■ Brano proposto ■
========================================
Ricordando il Giudice Imposimato, un gigante della legalità

di Flora Crosara

Era una giornata d’estate. Di quelle calde, in un 28 agosto di molti anni fa, infuocato dentro e fuori. Viaggiavo in treno con mia sorella e mio marito dal Piemonte, verso Roma. Appuntamento per il giorno successivo a Piazza S.S. Apostoli.
Obiettivo: partecipare alla manifestazione del personale della scuola: docenti e ATA ormai conosciuti nel web, in TV e sulle principali testate giornalistiche come i “quota96”.

Vittime della legge Fornero sui pensionamenti, avevamo subito la violazione di un diritto sacrosanto e ci vedevamo costretti a rimanere al lavoro fino al raggiungimento dei requisiti previsti dalla nuova normativa: significava per noi restare in servizio tra i 3 e 5 anni in più. Non una cosuccia da nulla, data la nostra non più verde età, 60 anni, e lo stato psicologico violato. Stanchi, esausti, delusi e pieni di rabbia portavamo avanti la nostra lotta guidati da Chiara che, a capo di un gruppo neonato ma già fortissimo, lottava per dare visibilità alla nostra questione, al sopruso subito, al silenzio della politica per nulla intenzionata a correggere con un piccolo emendamento l’evidente, macroscopico errore.
========================================
■ Informazioni fornite ■
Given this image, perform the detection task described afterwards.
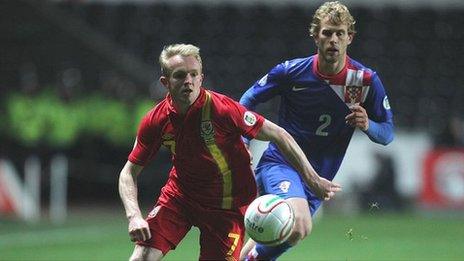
========================================
■ Il tuo compito ■
Per favore, riscrivi il tratto del brano proposto che si apre con le parole "Ricordando il Giudice" e si chiude con "Piazza S.S. Apostoli.", sostituendo "treno" con "pullman".

■ Soluzione dell'esercizio ■
Ricordando il Giudice Imposimato, un gigante della legalità

di Flora Crosara

Era una giornata d’estate. Di quelle calde, in un 28 agosto di molti anni fa, infuocato dentro e fuori. Viaggiavo in pullman con mia sorella e mio marito dal Piemonte, verso Roma. Appuntamento per il giorno successivo a Piazza S.S. Apostoli.